[Problem statement]
Find every line below where the string "gray" shows up, and copy those lines.

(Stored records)
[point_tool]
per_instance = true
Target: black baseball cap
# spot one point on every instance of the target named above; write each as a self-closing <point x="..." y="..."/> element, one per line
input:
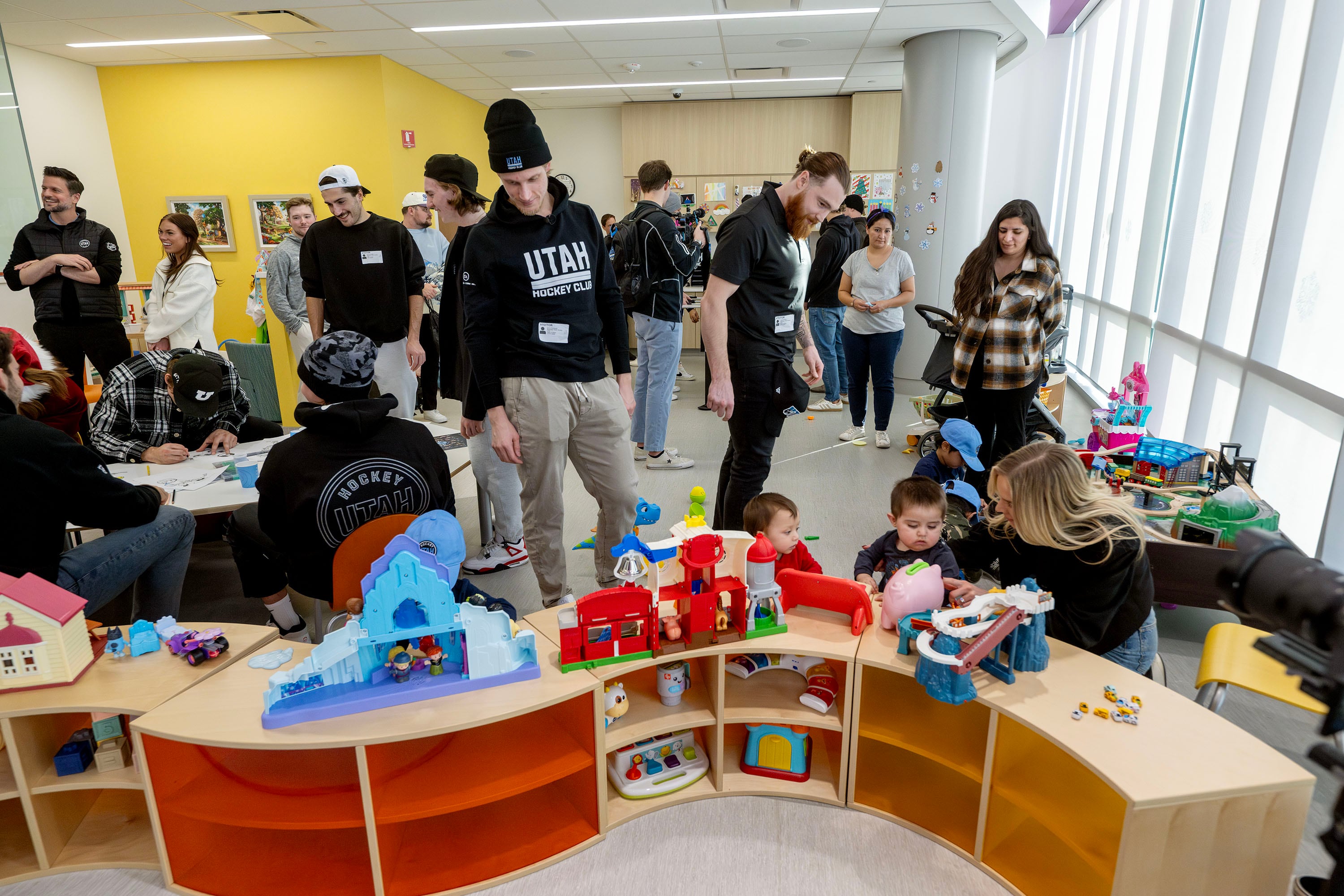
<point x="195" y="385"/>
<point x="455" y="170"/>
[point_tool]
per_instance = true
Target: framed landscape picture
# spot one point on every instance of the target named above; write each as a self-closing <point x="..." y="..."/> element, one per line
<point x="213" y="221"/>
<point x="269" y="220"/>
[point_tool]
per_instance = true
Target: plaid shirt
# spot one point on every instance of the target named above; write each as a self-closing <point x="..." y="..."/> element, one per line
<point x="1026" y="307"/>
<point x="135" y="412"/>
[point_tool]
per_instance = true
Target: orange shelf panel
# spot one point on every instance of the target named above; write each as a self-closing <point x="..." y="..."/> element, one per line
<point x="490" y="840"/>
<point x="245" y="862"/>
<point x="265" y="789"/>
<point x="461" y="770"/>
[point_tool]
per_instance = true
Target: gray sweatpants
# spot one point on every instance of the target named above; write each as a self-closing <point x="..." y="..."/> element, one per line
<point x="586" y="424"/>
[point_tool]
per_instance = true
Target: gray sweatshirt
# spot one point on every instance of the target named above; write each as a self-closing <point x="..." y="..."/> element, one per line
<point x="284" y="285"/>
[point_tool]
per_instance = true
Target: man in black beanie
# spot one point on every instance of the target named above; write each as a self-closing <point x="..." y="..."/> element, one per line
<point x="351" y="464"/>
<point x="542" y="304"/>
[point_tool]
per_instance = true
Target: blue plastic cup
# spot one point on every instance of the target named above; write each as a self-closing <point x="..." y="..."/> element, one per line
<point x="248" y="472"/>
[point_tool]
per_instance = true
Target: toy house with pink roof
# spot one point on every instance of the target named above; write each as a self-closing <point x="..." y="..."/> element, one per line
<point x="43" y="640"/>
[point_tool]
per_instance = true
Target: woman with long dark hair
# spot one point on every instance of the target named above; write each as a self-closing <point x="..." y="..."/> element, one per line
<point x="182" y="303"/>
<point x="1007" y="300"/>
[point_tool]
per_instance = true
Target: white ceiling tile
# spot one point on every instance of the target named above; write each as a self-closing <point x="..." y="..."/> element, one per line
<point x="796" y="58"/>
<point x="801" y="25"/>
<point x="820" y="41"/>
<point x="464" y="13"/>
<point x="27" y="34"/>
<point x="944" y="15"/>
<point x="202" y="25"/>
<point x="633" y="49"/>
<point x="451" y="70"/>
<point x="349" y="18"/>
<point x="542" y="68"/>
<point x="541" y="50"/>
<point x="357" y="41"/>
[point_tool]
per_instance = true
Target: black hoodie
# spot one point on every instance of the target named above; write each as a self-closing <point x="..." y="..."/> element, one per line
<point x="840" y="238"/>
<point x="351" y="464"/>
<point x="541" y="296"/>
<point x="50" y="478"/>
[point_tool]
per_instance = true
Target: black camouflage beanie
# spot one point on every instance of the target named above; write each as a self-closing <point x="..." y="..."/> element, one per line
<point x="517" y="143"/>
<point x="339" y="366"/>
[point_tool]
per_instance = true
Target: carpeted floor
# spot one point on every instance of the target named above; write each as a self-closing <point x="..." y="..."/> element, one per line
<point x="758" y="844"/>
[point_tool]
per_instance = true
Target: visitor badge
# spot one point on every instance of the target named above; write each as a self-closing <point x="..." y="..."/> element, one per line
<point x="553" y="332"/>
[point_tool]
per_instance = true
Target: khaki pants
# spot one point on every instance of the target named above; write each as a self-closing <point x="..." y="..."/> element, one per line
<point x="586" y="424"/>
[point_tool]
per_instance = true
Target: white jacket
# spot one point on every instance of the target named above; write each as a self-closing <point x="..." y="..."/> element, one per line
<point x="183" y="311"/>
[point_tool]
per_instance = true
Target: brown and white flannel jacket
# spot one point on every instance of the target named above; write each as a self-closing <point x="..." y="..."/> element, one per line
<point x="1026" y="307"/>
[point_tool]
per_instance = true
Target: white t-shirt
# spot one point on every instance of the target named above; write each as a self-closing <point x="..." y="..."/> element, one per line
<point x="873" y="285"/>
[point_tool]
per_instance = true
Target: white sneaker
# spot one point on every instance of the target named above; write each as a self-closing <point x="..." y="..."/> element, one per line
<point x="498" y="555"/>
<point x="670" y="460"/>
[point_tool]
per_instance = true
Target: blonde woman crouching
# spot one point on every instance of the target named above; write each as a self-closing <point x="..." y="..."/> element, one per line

...

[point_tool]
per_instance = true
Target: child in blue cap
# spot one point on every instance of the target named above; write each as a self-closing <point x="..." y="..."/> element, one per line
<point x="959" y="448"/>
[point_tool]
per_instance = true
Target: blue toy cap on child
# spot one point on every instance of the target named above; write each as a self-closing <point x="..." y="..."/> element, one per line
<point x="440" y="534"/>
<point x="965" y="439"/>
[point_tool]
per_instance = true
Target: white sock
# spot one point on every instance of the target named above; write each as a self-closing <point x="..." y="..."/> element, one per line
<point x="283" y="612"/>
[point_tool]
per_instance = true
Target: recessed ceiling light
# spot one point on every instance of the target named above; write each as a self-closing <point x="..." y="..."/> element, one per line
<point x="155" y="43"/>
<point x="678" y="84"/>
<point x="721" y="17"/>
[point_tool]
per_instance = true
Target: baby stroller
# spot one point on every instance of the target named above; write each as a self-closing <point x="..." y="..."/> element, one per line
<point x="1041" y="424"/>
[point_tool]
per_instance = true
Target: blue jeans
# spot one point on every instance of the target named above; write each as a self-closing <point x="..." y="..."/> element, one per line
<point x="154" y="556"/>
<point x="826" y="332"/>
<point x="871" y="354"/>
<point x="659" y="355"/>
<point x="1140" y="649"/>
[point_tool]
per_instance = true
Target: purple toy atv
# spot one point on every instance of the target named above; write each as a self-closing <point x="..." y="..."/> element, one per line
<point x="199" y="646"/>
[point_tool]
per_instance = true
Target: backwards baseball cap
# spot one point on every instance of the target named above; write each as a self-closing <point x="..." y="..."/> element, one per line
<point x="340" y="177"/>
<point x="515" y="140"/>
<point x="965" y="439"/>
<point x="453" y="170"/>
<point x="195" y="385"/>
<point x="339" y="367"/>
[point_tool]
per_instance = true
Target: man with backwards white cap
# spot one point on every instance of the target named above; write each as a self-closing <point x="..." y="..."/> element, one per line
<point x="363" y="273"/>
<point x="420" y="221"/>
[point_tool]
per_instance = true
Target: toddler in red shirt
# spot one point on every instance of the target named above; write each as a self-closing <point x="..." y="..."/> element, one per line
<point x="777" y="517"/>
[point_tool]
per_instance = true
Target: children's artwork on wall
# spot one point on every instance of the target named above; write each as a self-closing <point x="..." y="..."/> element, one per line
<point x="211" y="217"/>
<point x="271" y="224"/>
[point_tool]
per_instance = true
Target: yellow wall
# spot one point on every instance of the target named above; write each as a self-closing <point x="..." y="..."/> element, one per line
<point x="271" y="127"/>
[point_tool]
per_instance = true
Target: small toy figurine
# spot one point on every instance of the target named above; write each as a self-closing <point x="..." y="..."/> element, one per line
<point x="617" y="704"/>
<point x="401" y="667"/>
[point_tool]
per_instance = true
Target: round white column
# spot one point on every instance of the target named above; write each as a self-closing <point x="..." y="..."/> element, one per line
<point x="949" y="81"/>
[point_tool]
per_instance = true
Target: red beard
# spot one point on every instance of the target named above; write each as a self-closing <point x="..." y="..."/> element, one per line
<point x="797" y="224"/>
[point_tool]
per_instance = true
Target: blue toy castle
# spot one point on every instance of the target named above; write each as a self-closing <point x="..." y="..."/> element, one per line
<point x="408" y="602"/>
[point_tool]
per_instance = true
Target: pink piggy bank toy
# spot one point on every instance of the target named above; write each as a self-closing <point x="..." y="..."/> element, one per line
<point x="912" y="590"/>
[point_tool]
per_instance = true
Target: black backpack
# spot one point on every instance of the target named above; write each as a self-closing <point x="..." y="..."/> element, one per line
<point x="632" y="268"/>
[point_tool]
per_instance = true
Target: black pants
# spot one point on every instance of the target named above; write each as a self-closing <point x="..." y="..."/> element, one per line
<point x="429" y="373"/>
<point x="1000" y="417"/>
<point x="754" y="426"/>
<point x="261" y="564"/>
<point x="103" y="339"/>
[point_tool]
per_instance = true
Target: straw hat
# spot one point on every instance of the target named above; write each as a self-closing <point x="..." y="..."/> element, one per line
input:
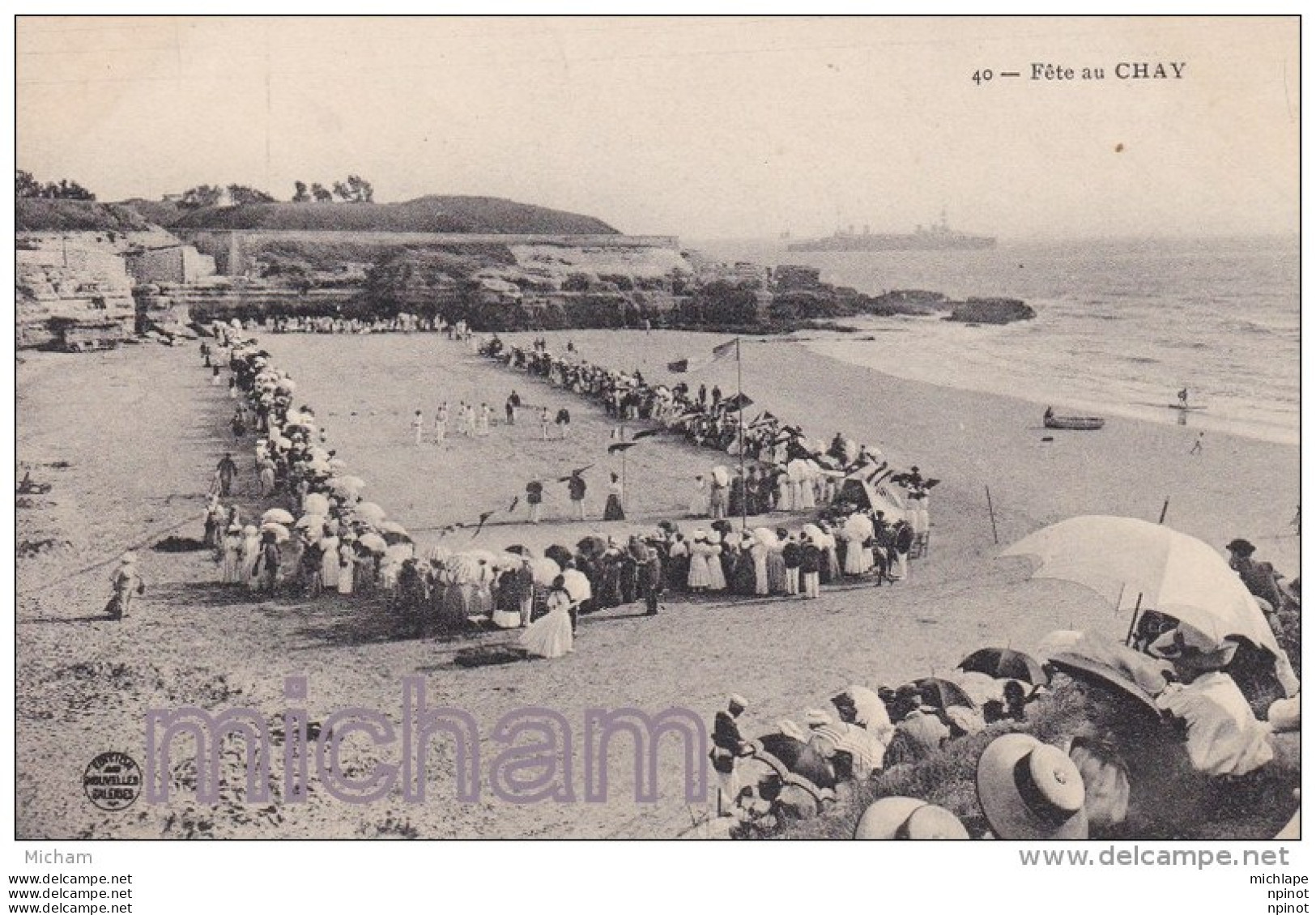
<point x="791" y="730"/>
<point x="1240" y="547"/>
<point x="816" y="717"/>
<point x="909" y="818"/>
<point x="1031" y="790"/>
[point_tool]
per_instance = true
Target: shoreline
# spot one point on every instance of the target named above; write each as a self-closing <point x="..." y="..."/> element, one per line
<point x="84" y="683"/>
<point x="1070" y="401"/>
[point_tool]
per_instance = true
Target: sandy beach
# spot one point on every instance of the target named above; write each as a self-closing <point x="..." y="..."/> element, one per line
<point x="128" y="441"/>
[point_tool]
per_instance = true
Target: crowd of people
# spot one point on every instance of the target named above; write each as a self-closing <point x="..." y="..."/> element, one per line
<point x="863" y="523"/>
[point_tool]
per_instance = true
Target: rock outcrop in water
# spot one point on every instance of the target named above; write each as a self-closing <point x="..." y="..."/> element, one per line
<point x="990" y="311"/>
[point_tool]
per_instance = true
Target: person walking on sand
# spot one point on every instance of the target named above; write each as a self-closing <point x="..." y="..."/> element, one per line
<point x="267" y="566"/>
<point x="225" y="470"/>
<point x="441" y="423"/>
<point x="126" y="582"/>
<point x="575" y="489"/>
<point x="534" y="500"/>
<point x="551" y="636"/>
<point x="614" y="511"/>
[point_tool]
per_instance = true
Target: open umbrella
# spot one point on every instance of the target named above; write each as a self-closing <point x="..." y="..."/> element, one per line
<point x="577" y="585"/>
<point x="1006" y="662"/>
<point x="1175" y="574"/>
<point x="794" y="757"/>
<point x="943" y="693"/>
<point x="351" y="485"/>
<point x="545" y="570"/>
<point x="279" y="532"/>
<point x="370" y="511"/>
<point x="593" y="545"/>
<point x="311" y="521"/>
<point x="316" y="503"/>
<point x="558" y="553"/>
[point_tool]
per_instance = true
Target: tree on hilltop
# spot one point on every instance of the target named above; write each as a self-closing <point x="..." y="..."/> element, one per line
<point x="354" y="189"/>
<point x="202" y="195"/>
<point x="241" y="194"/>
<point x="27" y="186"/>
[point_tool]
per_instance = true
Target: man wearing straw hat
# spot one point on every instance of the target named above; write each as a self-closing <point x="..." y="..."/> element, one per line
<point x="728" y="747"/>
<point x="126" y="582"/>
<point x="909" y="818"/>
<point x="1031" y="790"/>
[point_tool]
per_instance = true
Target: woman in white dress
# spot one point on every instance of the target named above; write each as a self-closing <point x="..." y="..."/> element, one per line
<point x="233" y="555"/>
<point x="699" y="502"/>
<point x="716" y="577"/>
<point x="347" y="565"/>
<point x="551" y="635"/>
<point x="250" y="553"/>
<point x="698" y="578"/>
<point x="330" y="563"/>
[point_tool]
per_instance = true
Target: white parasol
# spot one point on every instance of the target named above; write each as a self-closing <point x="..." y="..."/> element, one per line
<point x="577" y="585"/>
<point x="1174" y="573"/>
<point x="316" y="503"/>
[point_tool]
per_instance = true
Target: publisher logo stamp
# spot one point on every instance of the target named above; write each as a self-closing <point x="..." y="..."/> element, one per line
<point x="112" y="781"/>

==

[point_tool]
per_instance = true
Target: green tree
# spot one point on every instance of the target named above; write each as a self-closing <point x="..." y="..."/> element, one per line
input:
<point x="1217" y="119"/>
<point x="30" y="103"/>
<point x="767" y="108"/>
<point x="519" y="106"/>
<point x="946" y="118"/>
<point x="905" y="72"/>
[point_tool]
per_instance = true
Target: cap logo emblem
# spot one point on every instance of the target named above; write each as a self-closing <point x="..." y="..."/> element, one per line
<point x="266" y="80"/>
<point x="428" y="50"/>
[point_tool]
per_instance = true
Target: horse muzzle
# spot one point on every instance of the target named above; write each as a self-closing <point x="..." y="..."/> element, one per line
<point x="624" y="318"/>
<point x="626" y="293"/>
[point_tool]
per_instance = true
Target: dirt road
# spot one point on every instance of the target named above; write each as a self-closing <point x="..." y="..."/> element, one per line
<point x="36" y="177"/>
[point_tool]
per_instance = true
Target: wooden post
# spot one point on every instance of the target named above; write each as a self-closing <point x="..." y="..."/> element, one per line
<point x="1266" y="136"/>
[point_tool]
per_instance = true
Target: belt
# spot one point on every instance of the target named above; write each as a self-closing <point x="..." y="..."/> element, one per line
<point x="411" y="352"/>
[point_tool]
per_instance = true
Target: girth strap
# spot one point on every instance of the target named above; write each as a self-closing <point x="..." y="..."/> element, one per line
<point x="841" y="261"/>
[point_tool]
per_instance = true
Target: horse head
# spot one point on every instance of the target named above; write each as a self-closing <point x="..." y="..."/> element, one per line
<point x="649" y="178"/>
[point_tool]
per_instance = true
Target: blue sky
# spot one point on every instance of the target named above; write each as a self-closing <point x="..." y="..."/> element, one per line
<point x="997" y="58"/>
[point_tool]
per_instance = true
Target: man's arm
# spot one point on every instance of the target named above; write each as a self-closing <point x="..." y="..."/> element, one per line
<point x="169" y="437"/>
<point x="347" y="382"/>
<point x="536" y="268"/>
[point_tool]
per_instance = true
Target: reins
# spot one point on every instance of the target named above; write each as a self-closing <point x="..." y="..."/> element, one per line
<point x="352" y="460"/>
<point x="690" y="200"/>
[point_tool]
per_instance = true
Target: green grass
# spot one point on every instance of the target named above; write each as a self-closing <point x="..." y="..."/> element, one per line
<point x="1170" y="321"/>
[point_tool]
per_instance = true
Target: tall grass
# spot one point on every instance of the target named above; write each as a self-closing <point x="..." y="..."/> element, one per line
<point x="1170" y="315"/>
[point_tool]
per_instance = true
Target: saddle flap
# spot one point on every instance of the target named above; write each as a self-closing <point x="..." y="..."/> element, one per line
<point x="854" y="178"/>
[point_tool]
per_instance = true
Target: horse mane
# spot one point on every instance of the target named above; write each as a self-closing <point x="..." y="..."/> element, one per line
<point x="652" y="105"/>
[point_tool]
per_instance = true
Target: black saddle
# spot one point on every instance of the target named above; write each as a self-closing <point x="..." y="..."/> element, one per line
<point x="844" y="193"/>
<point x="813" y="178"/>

[Response]
Target: gray sweatpants
Target: gray sweatshirt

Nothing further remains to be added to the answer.